● **WHAT YOU WILL DO**:
Write out the entries below exactly as they stand. Skip every image.
- - - - - - -
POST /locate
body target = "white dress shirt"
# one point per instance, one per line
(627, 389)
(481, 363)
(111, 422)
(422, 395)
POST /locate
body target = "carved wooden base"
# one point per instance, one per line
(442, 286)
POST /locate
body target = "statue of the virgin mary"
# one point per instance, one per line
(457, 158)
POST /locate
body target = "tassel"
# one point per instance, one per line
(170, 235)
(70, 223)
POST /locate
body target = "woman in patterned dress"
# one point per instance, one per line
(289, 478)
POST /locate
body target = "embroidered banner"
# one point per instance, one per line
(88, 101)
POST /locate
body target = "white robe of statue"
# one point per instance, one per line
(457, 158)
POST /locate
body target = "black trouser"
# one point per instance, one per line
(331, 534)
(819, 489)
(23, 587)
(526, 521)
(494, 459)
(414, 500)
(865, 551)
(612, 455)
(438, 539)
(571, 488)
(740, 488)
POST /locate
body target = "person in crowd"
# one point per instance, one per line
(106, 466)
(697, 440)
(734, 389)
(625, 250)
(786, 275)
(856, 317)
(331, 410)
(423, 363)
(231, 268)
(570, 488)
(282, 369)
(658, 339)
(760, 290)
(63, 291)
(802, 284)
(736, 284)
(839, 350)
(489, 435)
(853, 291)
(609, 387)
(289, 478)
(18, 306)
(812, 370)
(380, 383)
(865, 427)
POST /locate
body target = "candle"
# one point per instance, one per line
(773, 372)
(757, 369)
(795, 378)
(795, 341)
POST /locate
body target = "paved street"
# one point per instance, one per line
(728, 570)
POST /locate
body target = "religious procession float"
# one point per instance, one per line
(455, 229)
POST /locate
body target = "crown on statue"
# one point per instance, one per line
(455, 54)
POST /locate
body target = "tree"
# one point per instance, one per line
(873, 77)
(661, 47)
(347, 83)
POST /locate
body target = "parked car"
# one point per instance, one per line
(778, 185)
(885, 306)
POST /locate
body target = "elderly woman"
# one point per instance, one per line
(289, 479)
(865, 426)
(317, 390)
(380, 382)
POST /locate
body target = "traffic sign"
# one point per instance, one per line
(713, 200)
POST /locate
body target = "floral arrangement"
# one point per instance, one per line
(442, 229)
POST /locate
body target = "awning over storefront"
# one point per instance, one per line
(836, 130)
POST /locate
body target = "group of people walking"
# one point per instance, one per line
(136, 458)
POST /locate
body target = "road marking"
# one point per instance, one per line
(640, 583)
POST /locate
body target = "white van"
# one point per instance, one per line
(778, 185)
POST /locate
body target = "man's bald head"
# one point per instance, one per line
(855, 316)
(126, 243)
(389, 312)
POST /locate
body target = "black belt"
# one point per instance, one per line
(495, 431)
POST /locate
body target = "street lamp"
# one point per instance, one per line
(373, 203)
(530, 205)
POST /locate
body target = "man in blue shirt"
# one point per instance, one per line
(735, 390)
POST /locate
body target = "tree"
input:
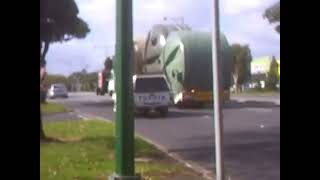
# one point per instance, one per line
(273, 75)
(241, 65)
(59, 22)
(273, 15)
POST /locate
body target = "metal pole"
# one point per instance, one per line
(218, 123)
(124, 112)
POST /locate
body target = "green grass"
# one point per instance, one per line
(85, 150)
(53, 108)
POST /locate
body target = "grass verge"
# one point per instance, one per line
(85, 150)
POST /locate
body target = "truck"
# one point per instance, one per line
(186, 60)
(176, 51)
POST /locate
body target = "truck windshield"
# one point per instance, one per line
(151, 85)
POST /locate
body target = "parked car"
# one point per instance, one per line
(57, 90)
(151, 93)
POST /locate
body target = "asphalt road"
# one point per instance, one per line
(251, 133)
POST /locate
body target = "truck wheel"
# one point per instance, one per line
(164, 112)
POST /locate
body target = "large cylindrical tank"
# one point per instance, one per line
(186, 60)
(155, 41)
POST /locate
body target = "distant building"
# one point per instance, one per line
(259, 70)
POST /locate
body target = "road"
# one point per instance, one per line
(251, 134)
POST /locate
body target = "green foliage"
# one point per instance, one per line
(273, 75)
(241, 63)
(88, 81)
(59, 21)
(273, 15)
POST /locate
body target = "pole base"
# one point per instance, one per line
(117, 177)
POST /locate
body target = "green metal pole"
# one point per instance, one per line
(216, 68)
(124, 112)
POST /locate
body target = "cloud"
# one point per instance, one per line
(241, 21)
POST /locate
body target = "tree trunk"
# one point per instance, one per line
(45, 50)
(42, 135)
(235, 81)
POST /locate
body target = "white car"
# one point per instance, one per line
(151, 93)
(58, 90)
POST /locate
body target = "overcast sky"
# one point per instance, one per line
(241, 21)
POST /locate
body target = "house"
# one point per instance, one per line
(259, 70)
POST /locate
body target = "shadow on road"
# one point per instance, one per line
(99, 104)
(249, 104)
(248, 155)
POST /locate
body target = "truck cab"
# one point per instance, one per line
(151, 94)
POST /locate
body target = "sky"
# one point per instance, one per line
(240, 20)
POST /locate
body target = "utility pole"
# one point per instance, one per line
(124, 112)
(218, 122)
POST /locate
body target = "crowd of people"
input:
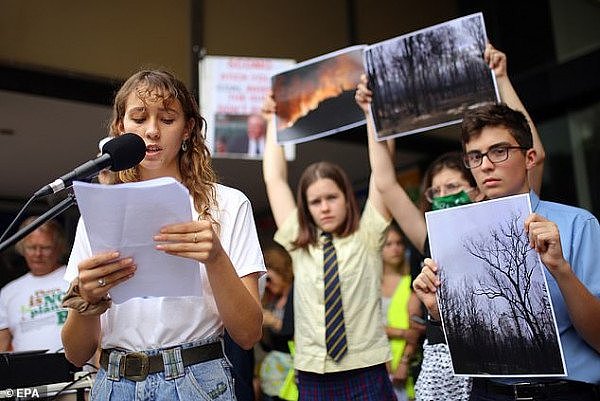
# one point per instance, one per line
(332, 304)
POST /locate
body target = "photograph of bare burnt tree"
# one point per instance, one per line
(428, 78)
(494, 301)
- - - - - - -
● **WRITTEN SOLUTION**:
POST /locate
body target = "white dress shirt"
# one point per instance, one per line
(627, 389)
(481, 363)
(111, 422)
(422, 395)
POST /locate
body target = "carved wooden base"
# one point per instance, one per line
(442, 286)
POST /locate
body target = "statue of the virgin mary"
# one point per instance, one per line
(457, 158)
POST /locate
body target = "tassel"
# one point per instance, one per line
(170, 235)
(70, 223)
POST /locate
body target = "woman in patterned dress"
# one point per instance, one per line
(289, 478)
POST /locate
body target = "embroidered banner"
# one point per instance, one per line
(88, 101)
POST /locate
body target = "white robe of statue"
# one point per instance, one per line
(457, 158)
POST /locate
body target = "black trouser"
# one point per instance, one per line
(331, 534)
(819, 489)
(23, 587)
(526, 521)
(494, 459)
(414, 500)
(865, 551)
(612, 455)
(438, 539)
(571, 488)
(740, 488)
POST /locate
body target = "person in crowd"
# one point per instance, one per line
(106, 466)
(697, 440)
(734, 389)
(625, 250)
(786, 275)
(856, 317)
(331, 410)
(423, 363)
(231, 268)
(570, 488)
(282, 369)
(658, 339)
(760, 290)
(63, 291)
(802, 284)
(736, 284)
(839, 350)
(489, 435)
(853, 291)
(609, 387)
(289, 478)
(18, 306)
(812, 370)
(380, 383)
(865, 427)
POST /locate
body target = "candle"
# one point per instance, one per line
(773, 372)
(757, 369)
(795, 378)
(795, 341)
POST /locate
body target = "paved street"
# one point per instance, one per line
(728, 570)
POST /locate
body target = "religious procession float"
# one point per instance, one per line
(455, 229)
POST /locate
body target = "crown on statue"
# one point per instance, one per line
(455, 54)
POST /locate
body target = "tree"
# one point per instance, one per line
(873, 77)
(661, 47)
(347, 83)
POST /locate
body target = "parked car"
# one point per instance, one per line
(778, 185)
(885, 306)
POST /locate
body target = "elderly woman"
# one point per instance, one per line
(289, 479)
(865, 426)
(317, 390)
(380, 382)
POST /locate
body target = "traffic sign"
# one point per instance, one per line
(713, 200)
POST /locate
body target = "floral arrangement"
# one point per instance, one per line
(442, 229)
POST /locate
body target = "awning over storefront"
# one point per instance, one per line
(836, 130)
POST /locate
body target = "group of people walking"
# one point per instance, one per line
(136, 458)
POST /locate
body target = "road marking"
# one point per instance, one per line
(640, 583)
POST /locate
body target = "white van"
# one point per instance, one per line
(778, 185)
POST /locate
body target = "man's bald head"
# one point per instance, one per line
(855, 316)
(126, 243)
(389, 312)
POST /locate
body target = "black belt"
# one point per instance, one per line
(495, 431)
POST /locate
body target = "street lamp"
# one point per instance, one per line
(373, 203)
(530, 205)
POST /locate
body target = "man in blue shirt"
# one point per instance, one per line
(735, 390)
POST /locate
body target = "tree"
input:
# one point per instance, one per line
(273, 75)
(241, 65)
(59, 22)
(273, 15)
POST /locate
body target = "metal pole"
# one point per instance, one per line
(218, 123)
(124, 112)
POST /locate
body target = "green grass"
# one point per instance, one per line
(85, 150)
(53, 108)
POST /locate
body target = "grass verge"
# one point per instance, one per line
(85, 150)
POST /locate
body target = "truck"
# one point per instance, one per line
(186, 60)
(176, 51)
POST /locate
body target = "truck windshield"
# one point per instance, one per line
(151, 85)
POST /locate
body target = "parked car"
# one point per instance, one per line
(57, 90)
(151, 93)
POST /locate
body target = "asphalt road"
# one point per instance, one per line
(251, 133)
POST /locate
body target = "truck wheel"
# one point per instance, one per line
(164, 112)
POST /locate
body target = "large cylindrical tank"
# one point per instance, one per line
(186, 60)
(155, 41)
POST /locate
body target = "distant building"
# one point per instance, one per line
(259, 70)
POST /locate
body target = "road"
# one point per instance, one per line
(251, 134)
POST /locate
body target = "green foliage"
# one point per instance, one per line
(273, 75)
(241, 63)
(88, 81)
(59, 21)
(273, 15)
POST /locate
body target = "pole base"
# one point per instance, one per line
(117, 177)
POST /locate
body target = "green metal pole"
# one point per instance, one per line
(216, 68)
(124, 112)
POST /locate
body target = "cloud"
# one point per instance, one per line
(241, 21)
POST /locate
body target = "tree trunk"
# one point per instance, one per line
(45, 50)
(42, 135)
(235, 81)
POST /locate
body target = "white car"
# one point per instance, one per line
(151, 93)
(58, 90)
POST /locate
body target = "overcast sky"
# one point per instance, one per line
(241, 21)
POST /locate
body target = "house"
# one point per instance, one per line
(259, 70)
POST /locate
body target = "shadow on road"
# one point per instance, one per line
(99, 104)
(249, 104)
(248, 155)
POST /locate
body target = "truck cab"
# one point per instance, one per line
(151, 94)
POST /locate
body target = "sky"
# one point per instance, one per line
(240, 20)
POST /locate
body target = "utility pole"
# one point per instance, one per line
(124, 112)
(218, 122)
POST /locate
body target = "crowd of people"
input:
# one point per instance, one per line
(332, 304)
POST /locate
body target = "photograph of bare burnt tree"
# one point per instance, one per line
(428, 78)
(494, 301)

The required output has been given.